YOUR INSTRUCTIONS —
Restate the data below, keeping every line the same.

Items from a dataset:

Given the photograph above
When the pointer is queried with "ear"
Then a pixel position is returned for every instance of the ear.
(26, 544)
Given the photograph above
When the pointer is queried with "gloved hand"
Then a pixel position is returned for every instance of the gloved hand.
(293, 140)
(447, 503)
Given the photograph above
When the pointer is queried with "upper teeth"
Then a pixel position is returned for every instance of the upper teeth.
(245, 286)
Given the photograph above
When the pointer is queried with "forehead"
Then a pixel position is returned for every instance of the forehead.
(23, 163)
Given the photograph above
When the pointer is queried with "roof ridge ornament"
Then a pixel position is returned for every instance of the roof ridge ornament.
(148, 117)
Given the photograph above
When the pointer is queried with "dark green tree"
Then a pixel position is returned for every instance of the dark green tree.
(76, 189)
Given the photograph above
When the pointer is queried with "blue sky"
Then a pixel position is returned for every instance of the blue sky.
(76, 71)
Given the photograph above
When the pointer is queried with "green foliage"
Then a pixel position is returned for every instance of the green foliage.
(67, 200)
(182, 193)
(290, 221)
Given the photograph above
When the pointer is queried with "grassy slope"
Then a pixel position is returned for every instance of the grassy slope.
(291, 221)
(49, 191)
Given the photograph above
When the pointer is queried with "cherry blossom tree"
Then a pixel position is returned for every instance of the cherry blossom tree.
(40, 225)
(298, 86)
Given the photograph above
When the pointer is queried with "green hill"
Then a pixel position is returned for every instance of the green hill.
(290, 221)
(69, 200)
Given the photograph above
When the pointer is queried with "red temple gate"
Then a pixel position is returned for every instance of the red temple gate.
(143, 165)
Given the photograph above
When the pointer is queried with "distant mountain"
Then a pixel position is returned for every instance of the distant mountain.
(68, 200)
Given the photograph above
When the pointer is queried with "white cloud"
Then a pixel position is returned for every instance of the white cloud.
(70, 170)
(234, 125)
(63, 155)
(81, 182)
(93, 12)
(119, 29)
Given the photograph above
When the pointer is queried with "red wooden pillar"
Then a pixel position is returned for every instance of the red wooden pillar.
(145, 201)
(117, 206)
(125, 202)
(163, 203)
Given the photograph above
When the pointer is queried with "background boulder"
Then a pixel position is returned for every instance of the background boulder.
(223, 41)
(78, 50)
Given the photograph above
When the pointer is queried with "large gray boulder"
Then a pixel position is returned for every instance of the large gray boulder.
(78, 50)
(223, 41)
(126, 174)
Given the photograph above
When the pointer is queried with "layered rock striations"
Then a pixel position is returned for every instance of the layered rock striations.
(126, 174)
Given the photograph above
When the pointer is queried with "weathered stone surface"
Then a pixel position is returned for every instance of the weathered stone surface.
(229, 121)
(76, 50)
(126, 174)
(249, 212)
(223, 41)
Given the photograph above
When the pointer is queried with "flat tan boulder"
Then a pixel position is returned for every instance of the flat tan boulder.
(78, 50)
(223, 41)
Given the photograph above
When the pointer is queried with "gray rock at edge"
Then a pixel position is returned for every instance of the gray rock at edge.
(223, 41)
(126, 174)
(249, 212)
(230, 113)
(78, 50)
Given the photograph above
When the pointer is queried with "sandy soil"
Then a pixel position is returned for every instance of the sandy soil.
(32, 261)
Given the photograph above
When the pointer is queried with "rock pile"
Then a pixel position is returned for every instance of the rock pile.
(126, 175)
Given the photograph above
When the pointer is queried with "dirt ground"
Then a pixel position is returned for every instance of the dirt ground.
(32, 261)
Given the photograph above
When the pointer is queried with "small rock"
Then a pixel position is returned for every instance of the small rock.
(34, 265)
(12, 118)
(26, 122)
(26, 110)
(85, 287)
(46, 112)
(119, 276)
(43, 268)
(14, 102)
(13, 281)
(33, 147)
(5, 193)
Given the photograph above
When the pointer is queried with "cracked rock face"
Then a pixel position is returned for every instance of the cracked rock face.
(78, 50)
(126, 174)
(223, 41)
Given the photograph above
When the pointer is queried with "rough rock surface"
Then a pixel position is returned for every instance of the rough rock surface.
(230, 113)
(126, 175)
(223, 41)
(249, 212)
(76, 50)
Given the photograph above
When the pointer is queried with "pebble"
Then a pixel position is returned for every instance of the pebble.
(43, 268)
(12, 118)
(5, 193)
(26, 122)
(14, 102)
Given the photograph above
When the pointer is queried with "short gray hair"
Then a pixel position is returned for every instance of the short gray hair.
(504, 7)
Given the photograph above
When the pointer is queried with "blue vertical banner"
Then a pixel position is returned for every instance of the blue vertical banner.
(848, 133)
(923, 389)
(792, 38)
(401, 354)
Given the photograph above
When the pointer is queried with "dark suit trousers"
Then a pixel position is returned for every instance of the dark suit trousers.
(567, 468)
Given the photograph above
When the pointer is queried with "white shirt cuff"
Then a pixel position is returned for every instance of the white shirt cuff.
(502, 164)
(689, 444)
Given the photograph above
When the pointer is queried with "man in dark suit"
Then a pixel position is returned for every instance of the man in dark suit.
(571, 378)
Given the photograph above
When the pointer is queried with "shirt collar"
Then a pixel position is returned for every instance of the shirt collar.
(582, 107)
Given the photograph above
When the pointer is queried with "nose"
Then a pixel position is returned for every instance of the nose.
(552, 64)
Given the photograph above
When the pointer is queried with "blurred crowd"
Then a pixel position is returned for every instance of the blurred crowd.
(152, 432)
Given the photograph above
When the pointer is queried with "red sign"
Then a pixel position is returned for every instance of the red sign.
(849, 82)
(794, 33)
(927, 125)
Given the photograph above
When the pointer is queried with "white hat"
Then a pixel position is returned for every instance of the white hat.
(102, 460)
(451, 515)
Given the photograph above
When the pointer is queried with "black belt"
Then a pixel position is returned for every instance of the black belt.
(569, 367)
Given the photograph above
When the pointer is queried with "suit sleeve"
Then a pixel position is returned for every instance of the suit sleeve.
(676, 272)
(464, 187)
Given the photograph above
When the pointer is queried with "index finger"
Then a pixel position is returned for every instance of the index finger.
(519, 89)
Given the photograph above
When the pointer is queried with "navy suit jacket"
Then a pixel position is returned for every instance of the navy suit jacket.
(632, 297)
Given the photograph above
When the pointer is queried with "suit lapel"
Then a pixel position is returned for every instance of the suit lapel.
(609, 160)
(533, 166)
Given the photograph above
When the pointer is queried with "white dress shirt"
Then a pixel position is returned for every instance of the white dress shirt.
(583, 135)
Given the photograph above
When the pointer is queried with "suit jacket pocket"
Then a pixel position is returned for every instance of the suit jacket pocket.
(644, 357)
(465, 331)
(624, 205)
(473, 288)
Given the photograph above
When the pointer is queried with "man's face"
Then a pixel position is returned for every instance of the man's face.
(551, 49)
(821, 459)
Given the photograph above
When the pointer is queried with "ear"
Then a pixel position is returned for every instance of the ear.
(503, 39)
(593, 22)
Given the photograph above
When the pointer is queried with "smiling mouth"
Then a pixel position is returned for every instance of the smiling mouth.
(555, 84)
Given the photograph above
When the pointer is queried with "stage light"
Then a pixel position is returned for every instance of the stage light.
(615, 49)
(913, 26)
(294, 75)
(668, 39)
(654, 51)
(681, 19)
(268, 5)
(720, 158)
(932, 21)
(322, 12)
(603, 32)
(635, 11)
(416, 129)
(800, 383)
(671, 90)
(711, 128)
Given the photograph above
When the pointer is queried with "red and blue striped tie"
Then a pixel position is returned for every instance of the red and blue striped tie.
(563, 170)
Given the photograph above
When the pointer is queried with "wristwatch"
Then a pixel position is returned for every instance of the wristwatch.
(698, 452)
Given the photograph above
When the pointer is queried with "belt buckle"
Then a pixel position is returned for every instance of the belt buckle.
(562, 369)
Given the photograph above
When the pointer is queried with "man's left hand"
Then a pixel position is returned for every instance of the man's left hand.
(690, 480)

TASK SOLUTION —
Given the photograph above
When the pointer is queried with "ear"
Then a pixel position is returned for every instance of the ear.
(26, 544)
Given the photograph above
When the pointer is queried with "gloved hand"
Then a pixel position is returned for every instance of the gloved hand.
(293, 140)
(447, 503)
Given the photograph above
When the pointer is queried with "upper teeth"
Then a pixel position is returned for every instance of the upper teeth.
(245, 286)
Given the photograph above
When the pointer is queried with "forehead"
Then a pixel position is returned for every instance of the forehead.
(23, 163)
Given the photograph above
When the pointer is queried with "roof ridge ornament"
Then a pixel position is returned for every instance of the roof ridge ornament.
(148, 117)
Given the photograph above
When the pointer is queried with "dark green tree"
Then a pixel position is returned for every instance of the dark green tree.
(76, 189)
Given the photograph above
When the pointer is queried with "blue sky"
Then a pixel position is returned for every instance of the blue sky.
(76, 71)
Given the photograph above
When the pointer is queried with "green foliage"
Then a pixel position is returned for every instance of the green foliage.
(67, 200)
(182, 193)
(290, 221)
Given the photograph above
When the pointer is queried with "grassy slope"
Then a pixel position is returned for every instance of the grassy slope.
(291, 221)
(49, 191)
Given the photograph above
When the pointer is queried with "cherry blossom tree"
Then a pixel position is returned for every instance of the cherry blossom tree.
(40, 225)
(298, 86)
Given the photograph above
When the pointer is queried with "green hill"
Then a pixel position is returned for every instance of the green hill.
(290, 221)
(69, 200)
Given the photograph above
When the pointer is queried with "red temple gate"
Then a pixel position is returned for every instance of the red temple gate.
(143, 165)
Given the photograph above
When the pointer is queried with "distant mountain"
Then a pixel position is returned for every instance of the distant mountain.
(68, 200)
Given the photograph above
When the pointer is queried with "white cloud"
Then a pixel position is returned for every instance of the white cloud.
(70, 170)
(234, 125)
(63, 155)
(81, 182)
(93, 12)
(119, 29)
Given the photograph above
When the pointer is queried with "red wooden pillar"
Then a pixel position is returned for every instance of the red wooden pillar.
(145, 201)
(117, 206)
(125, 202)
(163, 203)
Given the photograph above
When the pointer is queried with "background boulder"
Then a pixel position is returned for every instance of the background boulder.
(223, 41)
(78, 50)
Given the photograph above
When the pointer is queried with "large gray boulder"
Then a pixel position is returned for every instance of the large gray boulder.
(78, 50)
(223, 41)
(126, 174)
Given the photograph above
When the pointer is queried with "layered rock striations"
Then a pixel position is returned for every instance of the layered rock striations.
(126, 174)
Given the photograph above
When the pointer is queried with "weathered stone surface"
Then a pixel position is returned for every instance of the weathered stone surface.
(229, 121)
(76, 50)
(126, 174)
(249, 212)
(223, 41)
Given the photograph above
When the pointer is queried with "flat tan boulder"
Then a pixel position is returned for every instance of the flat tan boulder.
(78, 50)
(223, 41)
Given the photograph above
When the pointer is queried with "gray rock at edge"
Then a pixel position is returned for every instance of the gray rock at edge.
(223, 41)
(126, 174)
(249, 212)
(230, 113)
(78, 50)
Given the photograph above
When the pointer is queried with "sandy soil"
Then a pixel position is returned for every instance of the sandy soil.
(32, 261)
Given the photograph above
When the pointer is queried with "rock pile"
Then a pixel position is returned for every instance of the rock pile.
(126, 175)
Given the photograph above
When the pointer is queried with "dirt ground"
Then a pixel position is returned for every instance of the dirt ground.
(32, 261)
Given the photograph above
When the pointer is queried with "small rock"
Then a pixel position is returned for every instance of the small rock.
(34, 265)
(12, 118)
(26, 122)
(26, 110)
(85, 287)
(46, 112)
(119, 276)
(43, 268)
(14, 102)
(13, 281)
(33, 147)
(5, 193)
Given the photograph above
When the pointer is queried with "cracked rock face"
Then a pixel position is returned for every instance of the cracked rock face.
(78, 50)
(126, 174)
(223, 41)
Given the photograph above
When the pointer is queried with "rough rock surface"
Then a pixel position is returned for every instance of the rough rock surface.
(230, 113)
(126, 175)
(223, 41)
(249, 212)
(76, 50)
Given the photograph above
When the pointer is queried with "pebble"
Then a pixel position is returned for every instance of the pebble.
(43, 268)
(12, 118)
(5, 193)
(26, 122)
(14, 102)
Given the photograph above
When the pointer is queried with "short gray hair"
Then a pixel position is returned for every instance of the short gray hair.
(504, 7)
Given the photograph above
When the pointer is queried with "blue vertical banner"
Then a pixel position is returned for every instance of the blue vertical banner.
(848, 133)
(923, 389)
(792, 38)
(401, 354)
Given the photograph above
When the pointer is queried with "dark suit trousers"
Then a pixel position is returned for every instance of the dark suit trousers.
(567, 468)
Given the photograph above
When the pointer is queried with "white shirt cuff"
Then a pixel position is returned for every instance of the white shirt cuff.
(502, 164)
(689, 444)
Given the photograph above
When the pointer is queried with "man in dark suit"
Then a pixel position is returned for every instance of the man in dark suit.
(571, 378)
Given the photograph above
When the pointer is queried with "shirt collar"
Then a pixel position is returned for every instance of the shirt collar.
(582, 107)
Given the photograph above
When the pointer is queried with "nose"
Then a pixel position is returned for every instance of the nose.
(552, 64)
Given the photograph above
When the pointer is queried with "blurred crowd"
Then a pixel position is returned for every instance of the blurred crowd.
(152, 432)
Given the photograph above
When the pointer is queried with "red sign"
Then a pixel position is returned for every instance of the red sign.
(849, 82)
(794, 33)
(927, 125)
Given the photograph above
When the pointer is queried with "white hat"
Then a pixel position is returned for every instance of the white hat.
(102, 460)
(451, 515)
Given the photograph above
When the pointer is queried with "black belt"
Then a pixel position is returned for every instance of the black belt.
(569, 367)
Given the photograph above
When the pointer is queried with "suit sleeve"
Then a pixel position is returned for every instance of the suit sleeve.
(676, 272)
(464, 187)
Given the photograph above
When the pointer is queried with "index finger"
Then a pixel position is returned for every instance of the index finger.
(519, 89)
Given the photograph above
When the pointer is queried with "navy suit jacket"
Then a pixel position is returned for every instance of the navy suit jacket.
(632, 297)
Given the photograph above
When the pointer is queried with "suit lapel"
Then a pixel position is returned for every instance of the suit lapel.
(609, 160)
(533, 166)
Given the photograph above
When the pointer is queried with "white dress shirt"
Then a pixel position is returned for every instance of the white dress shirt.
(583, 135)
Given the photograph above
When the pointer is queried with "suit jacket pocket"
Then a pixel position is returned for every instance of the suit jacket pocket.
(644, 357)
(465, 331)
(624, 205)
(473, 288)
Given the photograph above
When the pointer is queried with "man's face"
Then a pixel position is returned for every instance of the man's face.
(551, 49)
(821, 459)
Given the photograph above
When the pointer is queried with "ear"
Then a pixel position is returned for every instance of the ear.
(503, 39)
(593, 22)
Given the photograph above
When the pointer is queried with "smiling mouth"
Then a pixel position is returned for every instance of the smiling mouth.
(555, 84)
Given the photograph above
When the pointer is queried with "stage light"
Then a pixel position is returned for every instance of the stage light.
(615, 49)
(913, 26)
(294, 75)
(668, 39)
(654, 51)
(681, 19)
(268, 5)
(720, 158)
(932, 21)
(322, 12)
(603, 32)
(635, 11)
(416, 129)
(800, 383)
(671, 90)
(711, 128)
Given the photograph above
When the pointer is queried with "red and blue striped tie"
Then a pixel position is returned for every instance of the red and blue striped tie.
(563, 170)
Given the photograph above
When the pointer is queried with "wristwatch"
Then a pixel position is returned for every instance of the wristwatch.
(698, 452)
Given the photograph above
When the pointer is queried with "belt buckle"
Then a pixel position is returned for every instance of the belt buckle.
(562, 369)
Given the photograph above
When the pointer is queried with "man's left hand"
Then a pixel position is returned for every instance of the man's left hand.
(690, 480)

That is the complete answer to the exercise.